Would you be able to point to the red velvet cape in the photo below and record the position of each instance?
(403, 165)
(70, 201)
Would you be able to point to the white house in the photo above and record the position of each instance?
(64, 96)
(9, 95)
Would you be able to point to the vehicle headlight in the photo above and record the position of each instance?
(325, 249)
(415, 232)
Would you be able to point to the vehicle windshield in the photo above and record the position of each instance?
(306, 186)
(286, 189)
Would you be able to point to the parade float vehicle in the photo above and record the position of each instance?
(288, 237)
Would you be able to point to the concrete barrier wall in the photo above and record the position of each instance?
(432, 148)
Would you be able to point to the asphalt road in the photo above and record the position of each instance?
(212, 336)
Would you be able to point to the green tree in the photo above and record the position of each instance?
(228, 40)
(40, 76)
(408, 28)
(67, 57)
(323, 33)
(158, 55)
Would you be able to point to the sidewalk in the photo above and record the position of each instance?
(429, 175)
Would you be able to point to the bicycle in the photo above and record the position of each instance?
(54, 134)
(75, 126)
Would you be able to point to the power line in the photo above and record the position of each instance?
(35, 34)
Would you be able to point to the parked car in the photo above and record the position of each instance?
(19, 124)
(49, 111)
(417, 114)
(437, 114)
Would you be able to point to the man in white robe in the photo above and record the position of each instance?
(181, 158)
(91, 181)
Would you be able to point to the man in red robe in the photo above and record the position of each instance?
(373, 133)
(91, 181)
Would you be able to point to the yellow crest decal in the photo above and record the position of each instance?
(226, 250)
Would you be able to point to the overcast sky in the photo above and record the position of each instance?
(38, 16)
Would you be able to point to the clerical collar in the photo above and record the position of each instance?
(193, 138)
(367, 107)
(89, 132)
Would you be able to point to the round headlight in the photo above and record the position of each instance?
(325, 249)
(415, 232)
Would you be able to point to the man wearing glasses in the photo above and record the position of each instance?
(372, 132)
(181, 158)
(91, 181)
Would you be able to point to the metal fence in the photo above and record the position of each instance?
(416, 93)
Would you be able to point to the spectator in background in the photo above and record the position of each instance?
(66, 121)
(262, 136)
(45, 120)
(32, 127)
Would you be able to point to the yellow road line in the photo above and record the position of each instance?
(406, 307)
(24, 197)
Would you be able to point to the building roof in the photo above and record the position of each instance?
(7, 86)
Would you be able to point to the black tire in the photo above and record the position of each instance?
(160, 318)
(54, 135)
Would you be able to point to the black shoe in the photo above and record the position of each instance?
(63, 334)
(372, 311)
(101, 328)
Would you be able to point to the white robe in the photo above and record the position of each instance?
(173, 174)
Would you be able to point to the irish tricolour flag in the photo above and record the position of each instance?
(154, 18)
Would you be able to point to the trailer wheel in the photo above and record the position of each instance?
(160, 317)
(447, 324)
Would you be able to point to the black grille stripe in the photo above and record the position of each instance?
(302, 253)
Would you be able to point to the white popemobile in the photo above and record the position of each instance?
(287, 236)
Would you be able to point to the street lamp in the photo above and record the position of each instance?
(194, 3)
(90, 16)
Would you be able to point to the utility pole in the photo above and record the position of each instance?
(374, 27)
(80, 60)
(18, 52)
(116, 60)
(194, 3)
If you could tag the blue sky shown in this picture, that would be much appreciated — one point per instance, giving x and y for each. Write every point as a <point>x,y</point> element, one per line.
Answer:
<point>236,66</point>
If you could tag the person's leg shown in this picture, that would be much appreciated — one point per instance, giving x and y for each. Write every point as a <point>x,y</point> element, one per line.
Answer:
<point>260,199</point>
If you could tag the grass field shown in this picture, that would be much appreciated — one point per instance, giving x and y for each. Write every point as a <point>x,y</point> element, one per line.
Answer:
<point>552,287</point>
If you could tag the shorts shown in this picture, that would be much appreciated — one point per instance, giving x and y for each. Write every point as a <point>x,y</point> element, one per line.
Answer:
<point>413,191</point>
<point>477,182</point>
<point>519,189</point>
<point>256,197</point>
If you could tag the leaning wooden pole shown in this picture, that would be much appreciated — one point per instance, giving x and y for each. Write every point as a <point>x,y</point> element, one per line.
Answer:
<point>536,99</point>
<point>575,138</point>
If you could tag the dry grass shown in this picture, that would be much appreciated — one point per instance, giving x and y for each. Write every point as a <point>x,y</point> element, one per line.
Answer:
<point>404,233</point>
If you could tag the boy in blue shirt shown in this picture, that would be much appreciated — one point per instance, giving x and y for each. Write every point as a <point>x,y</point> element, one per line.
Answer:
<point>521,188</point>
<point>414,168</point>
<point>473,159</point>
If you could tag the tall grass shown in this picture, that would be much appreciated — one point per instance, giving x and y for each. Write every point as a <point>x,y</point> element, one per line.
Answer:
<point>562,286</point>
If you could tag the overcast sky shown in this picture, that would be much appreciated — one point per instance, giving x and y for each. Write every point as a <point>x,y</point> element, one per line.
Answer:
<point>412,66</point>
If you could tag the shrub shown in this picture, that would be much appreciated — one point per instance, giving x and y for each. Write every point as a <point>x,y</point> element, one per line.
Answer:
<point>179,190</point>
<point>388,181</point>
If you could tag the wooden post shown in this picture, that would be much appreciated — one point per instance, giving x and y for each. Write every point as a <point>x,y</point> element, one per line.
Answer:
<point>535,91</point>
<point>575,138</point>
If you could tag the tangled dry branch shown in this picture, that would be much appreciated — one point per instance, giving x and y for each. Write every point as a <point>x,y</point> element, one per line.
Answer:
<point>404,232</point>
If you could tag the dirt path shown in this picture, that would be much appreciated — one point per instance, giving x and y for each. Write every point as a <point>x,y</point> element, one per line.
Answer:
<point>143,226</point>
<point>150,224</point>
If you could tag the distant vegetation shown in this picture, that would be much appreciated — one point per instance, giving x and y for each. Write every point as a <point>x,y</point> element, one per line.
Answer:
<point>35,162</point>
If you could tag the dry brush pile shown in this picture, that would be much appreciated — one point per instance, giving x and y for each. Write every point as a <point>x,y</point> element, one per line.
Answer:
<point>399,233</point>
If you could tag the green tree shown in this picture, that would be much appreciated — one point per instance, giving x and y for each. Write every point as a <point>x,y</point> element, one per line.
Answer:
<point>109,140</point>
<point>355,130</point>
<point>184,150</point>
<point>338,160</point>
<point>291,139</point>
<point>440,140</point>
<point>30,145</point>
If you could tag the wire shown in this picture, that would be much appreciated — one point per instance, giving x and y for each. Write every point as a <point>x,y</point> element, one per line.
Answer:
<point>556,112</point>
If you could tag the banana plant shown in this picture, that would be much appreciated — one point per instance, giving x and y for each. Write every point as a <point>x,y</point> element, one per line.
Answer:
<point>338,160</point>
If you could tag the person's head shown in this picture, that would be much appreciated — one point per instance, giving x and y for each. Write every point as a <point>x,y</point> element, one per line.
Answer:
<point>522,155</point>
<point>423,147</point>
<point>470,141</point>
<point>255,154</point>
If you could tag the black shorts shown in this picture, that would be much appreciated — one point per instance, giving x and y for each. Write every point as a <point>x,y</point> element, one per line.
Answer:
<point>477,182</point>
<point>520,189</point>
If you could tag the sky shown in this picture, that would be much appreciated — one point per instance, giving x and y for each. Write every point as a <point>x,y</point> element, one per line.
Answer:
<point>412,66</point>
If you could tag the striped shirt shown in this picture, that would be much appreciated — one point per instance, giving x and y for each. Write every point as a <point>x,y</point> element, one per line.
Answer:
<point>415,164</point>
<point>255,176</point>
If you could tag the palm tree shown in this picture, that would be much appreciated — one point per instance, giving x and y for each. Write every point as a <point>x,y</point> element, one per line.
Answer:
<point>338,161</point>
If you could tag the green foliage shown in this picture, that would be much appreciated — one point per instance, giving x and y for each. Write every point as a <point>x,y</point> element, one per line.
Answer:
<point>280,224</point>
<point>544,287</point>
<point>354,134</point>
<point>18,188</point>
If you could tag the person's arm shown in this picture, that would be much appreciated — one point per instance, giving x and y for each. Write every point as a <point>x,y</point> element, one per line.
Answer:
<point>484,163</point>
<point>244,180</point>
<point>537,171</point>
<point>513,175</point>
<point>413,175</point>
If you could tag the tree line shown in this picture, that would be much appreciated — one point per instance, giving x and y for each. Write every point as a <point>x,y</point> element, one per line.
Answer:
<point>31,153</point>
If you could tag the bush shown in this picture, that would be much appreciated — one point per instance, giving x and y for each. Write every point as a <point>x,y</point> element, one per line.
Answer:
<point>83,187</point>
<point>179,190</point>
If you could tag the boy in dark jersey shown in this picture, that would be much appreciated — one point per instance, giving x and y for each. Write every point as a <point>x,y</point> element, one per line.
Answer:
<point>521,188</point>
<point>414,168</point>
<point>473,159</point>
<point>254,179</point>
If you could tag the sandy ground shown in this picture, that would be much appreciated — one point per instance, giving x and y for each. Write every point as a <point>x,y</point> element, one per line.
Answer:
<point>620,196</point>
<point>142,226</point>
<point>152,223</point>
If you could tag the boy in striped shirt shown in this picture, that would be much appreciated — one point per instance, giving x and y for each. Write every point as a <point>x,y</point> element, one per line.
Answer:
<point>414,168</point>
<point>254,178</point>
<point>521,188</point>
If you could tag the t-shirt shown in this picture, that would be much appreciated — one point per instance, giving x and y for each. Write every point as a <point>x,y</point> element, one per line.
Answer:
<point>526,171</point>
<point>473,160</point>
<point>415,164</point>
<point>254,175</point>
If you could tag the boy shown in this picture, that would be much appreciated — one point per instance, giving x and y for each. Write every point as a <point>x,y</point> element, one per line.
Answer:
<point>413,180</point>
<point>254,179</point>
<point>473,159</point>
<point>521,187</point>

What this task involves. Your answer should be each line of the data that contains the word "shorts", copied as it stands.

Task result.
If you could tag the shorts shown in this picture, that would be much appreciated — one point per instance, giving x and y for each. Write every point as a <point>x,y</point> element, one per line.
If you could tag the black shorts shown in this picture, that would be much appreciated — one point per instance, giving x and y for each. Write every point as a <point>x,y</point> element, one per line.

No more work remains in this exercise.